> **WHAT IS BEING ASKED**:
Go through the data that follows and restate each line exactly as it reads.
── PROVIDED ENTRIES ──
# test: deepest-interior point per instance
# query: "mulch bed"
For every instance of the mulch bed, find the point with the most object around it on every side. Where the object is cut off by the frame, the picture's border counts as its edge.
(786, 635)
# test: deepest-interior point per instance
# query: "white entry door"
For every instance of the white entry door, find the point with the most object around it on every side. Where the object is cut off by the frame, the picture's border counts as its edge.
───
> **SOLVED EXERCISE**:
# test: deepest-interior point per instance
# query: "mulch bed"
For every instance of the mulch bed, find the point with the most object around it on every side. Where the object is cut off by the frame, the picture's border counts as its edge.
(786, 635)
# test: deepest-interior point per instance
# query: "white entry door"
For every instance of the white entry door, find the point with the most object around it on every side. Where the object is cut off by the frame, the picture's border counts as its edge.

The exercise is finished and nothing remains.